* **Items from a point labeling set**
□ □ □ □ □ □ □

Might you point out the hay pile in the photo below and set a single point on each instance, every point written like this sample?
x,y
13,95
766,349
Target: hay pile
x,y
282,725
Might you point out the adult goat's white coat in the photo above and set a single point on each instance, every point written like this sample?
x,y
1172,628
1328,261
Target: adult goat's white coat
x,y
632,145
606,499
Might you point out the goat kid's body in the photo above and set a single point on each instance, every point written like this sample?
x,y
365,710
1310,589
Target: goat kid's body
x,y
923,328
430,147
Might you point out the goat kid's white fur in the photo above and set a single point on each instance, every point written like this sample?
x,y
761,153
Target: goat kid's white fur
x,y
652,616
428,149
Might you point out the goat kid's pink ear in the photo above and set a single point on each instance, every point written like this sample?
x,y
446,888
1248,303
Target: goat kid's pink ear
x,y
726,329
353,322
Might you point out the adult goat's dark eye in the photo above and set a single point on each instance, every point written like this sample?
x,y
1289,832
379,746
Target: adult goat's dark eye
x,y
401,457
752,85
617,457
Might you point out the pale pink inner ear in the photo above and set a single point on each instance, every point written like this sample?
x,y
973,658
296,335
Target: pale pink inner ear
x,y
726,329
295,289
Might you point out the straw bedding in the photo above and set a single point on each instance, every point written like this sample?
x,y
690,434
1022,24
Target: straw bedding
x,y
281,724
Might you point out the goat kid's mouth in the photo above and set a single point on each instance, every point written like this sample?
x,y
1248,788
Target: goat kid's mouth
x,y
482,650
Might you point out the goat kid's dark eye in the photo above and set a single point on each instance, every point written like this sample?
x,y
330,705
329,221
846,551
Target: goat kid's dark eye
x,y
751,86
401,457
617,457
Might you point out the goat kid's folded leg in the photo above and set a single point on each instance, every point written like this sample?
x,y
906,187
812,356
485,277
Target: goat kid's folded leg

□ □ □ □ □ □ □

* **Work required**
Can you reproduce every item above verbatim, line for line?

* **Output**
Might you point out the hay pile in the photo below and set a single point on each instance, every point written like this sample?
x,y
13,95
766,349
Target: hay pile
x,y
282,725
Might you point out the adult goat's white coat in the photo above and set a single point on each instance, every point written like this sample?
x,y
1172,628
1328,261
Target: adult goat's white coat
x,y
632,145
606,499
Might you point out the goat kid's body in the photo above and set a single point on each instance, every point written like this sample?
x,y
365,710
1310,589
Target: goat kid's body
x,y
923,328
430,147
Might you point out the goat kid's white fur in the photo above and set a single point on each instance, every point written like this sample?
x,y
761,153
Target: goat kid's white fur
x,y
652,616
428,149
Might you point out the goat kid's pink ear in the photo above and set a single point on each instance, every point written like this sample?
x,y
446,888
1248,303
Target: goat kid's pink ear
x,y
726,329
353,322
Might you point out the adult goat's dark eye in the photo above and set a single point on each instance, every point written like this sample?
x,y
1289,832
379,746
Target: adult goat's dark eye
x,y
401,457
752,85
617,457
Might you point out the pale pink inner ear in the photo above and set a single point on each instance, every point written like this sample?
x,y
973,658
296,335
Target: pale pink inner ear
x,y
726,329
295,289
Might you point out the straw bedding in the photo above and set a single point on each instance, every point written like this sample?
x,y
690,434
1022,24
Target: straw bedding
x,y
281,724
Might you point out the goat kid's mouth in the photo above and set a single point on each instance, every point written like this sample?
x,y
1248,788
Target: goat kid's mouth
x,y
482,650
Might you point out the goat kid's dark eye in the photo above and set a single point on each instance, every point written like this sample?
x,y
330,705
329,221
846,551
Target: goat kid's dark eye
x,y
751,86
401,457
617,457
Might you point out the goat kid's folded leg in the photo above and set a single point on each instance, every point written like this sample?
x,y
906,187
812,356
485,277
Target: goat kid's folded leg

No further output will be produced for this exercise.